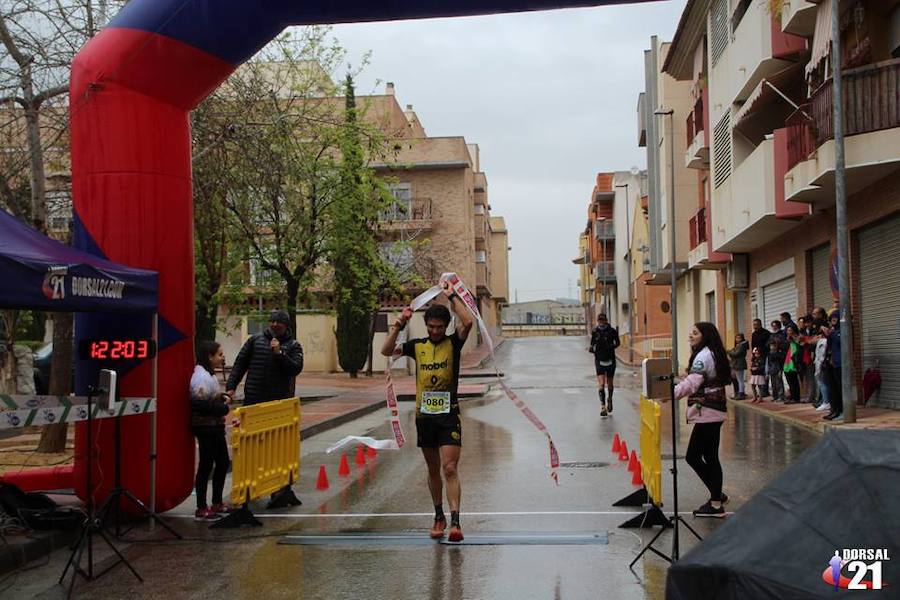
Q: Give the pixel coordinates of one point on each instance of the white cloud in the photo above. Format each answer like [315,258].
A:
[550,98]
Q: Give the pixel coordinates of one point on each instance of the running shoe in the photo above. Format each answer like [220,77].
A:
[708,510]
[437,530]
[222,508]
[455,534]
[205,514]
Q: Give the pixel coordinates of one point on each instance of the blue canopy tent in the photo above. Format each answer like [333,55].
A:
[40,273]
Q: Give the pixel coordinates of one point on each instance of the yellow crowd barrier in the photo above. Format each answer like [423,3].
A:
[265,443]
[651,443]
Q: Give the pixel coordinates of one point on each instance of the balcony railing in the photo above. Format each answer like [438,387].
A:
[698,228]
[870,100]
[416,209]
[605,270]
[604,229]
[801,142]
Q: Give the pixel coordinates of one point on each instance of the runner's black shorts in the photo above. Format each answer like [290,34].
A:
[608,370]
[439,430]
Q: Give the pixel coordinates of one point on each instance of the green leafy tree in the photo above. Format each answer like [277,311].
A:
[358,266]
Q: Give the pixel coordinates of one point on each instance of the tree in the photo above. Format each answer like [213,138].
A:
[40,39]
[354,249]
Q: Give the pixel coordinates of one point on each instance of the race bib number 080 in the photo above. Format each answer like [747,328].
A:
[435,403]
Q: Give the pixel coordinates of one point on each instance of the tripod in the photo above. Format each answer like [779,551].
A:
[676,518]
[113,503]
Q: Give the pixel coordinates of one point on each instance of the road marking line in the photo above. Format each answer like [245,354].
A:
[623,513]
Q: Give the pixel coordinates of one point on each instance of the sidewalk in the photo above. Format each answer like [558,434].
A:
[805,416]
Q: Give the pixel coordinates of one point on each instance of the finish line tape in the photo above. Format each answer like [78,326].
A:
[391,397]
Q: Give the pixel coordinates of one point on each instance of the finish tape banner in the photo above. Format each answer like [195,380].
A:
[391,397]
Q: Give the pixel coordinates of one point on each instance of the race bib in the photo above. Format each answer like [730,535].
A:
[435,403]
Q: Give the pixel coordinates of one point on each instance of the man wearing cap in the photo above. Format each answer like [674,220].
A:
[271,360]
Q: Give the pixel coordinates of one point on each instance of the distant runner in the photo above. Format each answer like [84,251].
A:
[438,426]
[604,341]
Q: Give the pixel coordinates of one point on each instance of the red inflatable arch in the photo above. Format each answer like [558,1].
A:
[131,90]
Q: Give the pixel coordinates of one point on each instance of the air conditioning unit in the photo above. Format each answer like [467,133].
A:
[737,272]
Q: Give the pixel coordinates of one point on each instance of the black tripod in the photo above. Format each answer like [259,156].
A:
[113,503]
[676,518]
[92,525]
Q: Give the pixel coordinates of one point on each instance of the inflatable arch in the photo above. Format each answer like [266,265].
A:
[131,90]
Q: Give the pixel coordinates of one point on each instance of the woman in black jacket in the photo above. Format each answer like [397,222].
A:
======
Skipping the pictures, transcribe each line above exactly as it appears.

Q: Give the pixel coordinates of one point on each instance of the white cloud in the photo above. Format each answer like [315,258].
A:
[550,98]
Q: Give the pixel coordinates of one point on each instance of the running shoe in the photo above. Format each answer like [220,77].
A:
[708,510]
[437,530]
[222,508]
[455,534]
[205,514]
Q: Give the pixel coordinates of one point on each instance of the blue canopy tent in the photo above. Format each answer like [333,55].
A:
[40,273]
Q: Give the pixel coordinates of one point on each instance of the yellow crowd barrier in the photo above. Format each answer like [423,3].
A:
[265,443]
[651,443]
Q: Give the pixel coordinates of one point on each instance of the balcony railing in the photo above. Format each answer like [438,387].
A:
[698,228]
[870,100]
[416,209]
[605,270]
[604,229]
[801,142]
Q: Give the pixel coordinates of one point on each instance of the runner's black shorts in the photo above. Format each answer like [290,34].
A:
[608,370]
[439,430]
Q: Give the pixel coordinates of one point on each instance of the green leafy tree in the photo above. Format each answer like [277,311].
A:
[358,266]
Q: Give the pixel coordinates of one point on each instance of the tree in the photo above. Format each answer like [213,138].
A:
[40,39]
[354,249]
Q: Give the pixel coordinates of one point on each instance of the race bib number 080 in the photo above. Format each answer like [747,328].
A:
[435,403]
Q: Give the pixel coordinates of one point on each instance of the tripod in the photo above. Format each answer like [779,551].
A:
[676,518]
[113,503]
Q: Give the pixel coordinates of one point on each instance of the road marking line in the photo above. Format each answer like [245,354].
A:
[623,513]
Q: Give the pixel coordinates of one point on each instance of the sidewalk in the photo above. Format each answer like [558,434].
A:
[805,416]
Q: Give the pixel coordinates of one point on each instance of the finish line tape in the photo above. Format each answer like [78,326].
A:
[391,397]
Q: Give the pixel coordinates of one point on each instance of the finish tape banner in the photo above. Format each answer like [195,380].
A:
[391,397]
Q: Give the pixel coordinates of one point on each instance of the race bib in the photo above. Format each answer like [730,535].
A:
[435,403]
Q: Give the pixel coordinates of one point on each instance of the man wearing cap in the photo above. Format each answer like [674,220].
A:
[271,360]
Q: Give the pixel coordinates of one point on each instance of the distant runner in the photo above. Format each answer like [84,251].
A:
[438,426]
[604,341]
Q: Give the pixel coordinates of one point on each instance of the red inflatable arch in the photo above. Format each answer like [558,1].
A:
[131,90]
Q: Give the pixel coordinates of one point on each instance of the air conditioning unit in the photo above. Format each answer like [467,133].
A:
[737,272]
Q: Give the pixel coordinates of one point on each instance of the black tripod in the photo above. Format each answer like [259,156].
A:
[113,503]
[676,518]
[92,525]
Q: Give the pixel coordinates of one point on each instance of the inflatable arch in the photo above. Format each answer like [266,265].
A:
[131,90]
Q: Give the pixel coordinates of one point on each instance of the woman in black jacket in the photo above. Format each answer like [397,222].
A:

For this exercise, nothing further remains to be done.